── AVAILABLE DATA ──
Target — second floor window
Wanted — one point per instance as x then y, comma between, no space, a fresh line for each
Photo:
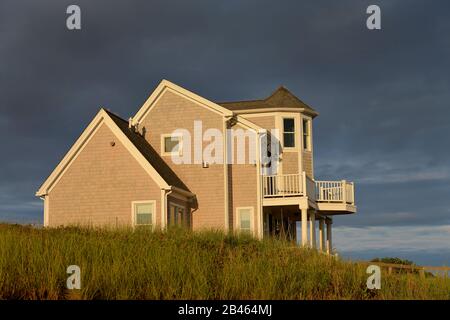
307,134
171,144
289,133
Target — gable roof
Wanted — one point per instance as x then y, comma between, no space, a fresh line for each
149,153
166,85
279,99
142,152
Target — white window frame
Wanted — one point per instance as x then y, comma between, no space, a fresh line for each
133,212
295,132
163,144
308,147
238,218
176,205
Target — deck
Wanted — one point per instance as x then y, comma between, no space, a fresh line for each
330,196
───
### TASK REQUIREMENTS
Reproduce every record above word for word. Leave the pictures out.

### WRITTEN SOLUTION
Target — second floor window
Wanted — one point per instance as x then y, comma between, no space, a fresh line for each
Photo:
307,134
171,144
289,133
Target — gable roof
Wanted — one point per instance as x then y, comma between, no space, a fresh line for each
149,153
166,85
279,99
142,152
Target — white window frame
Wanted — one point per instance as x then y, comma between, no space, a fresh line for each
133,212
295,132
163,144
308,147
238,218
176,205
Target — deck
Wanted — one point per instance as x then y, comma between, no space, a fresh line for each
330,196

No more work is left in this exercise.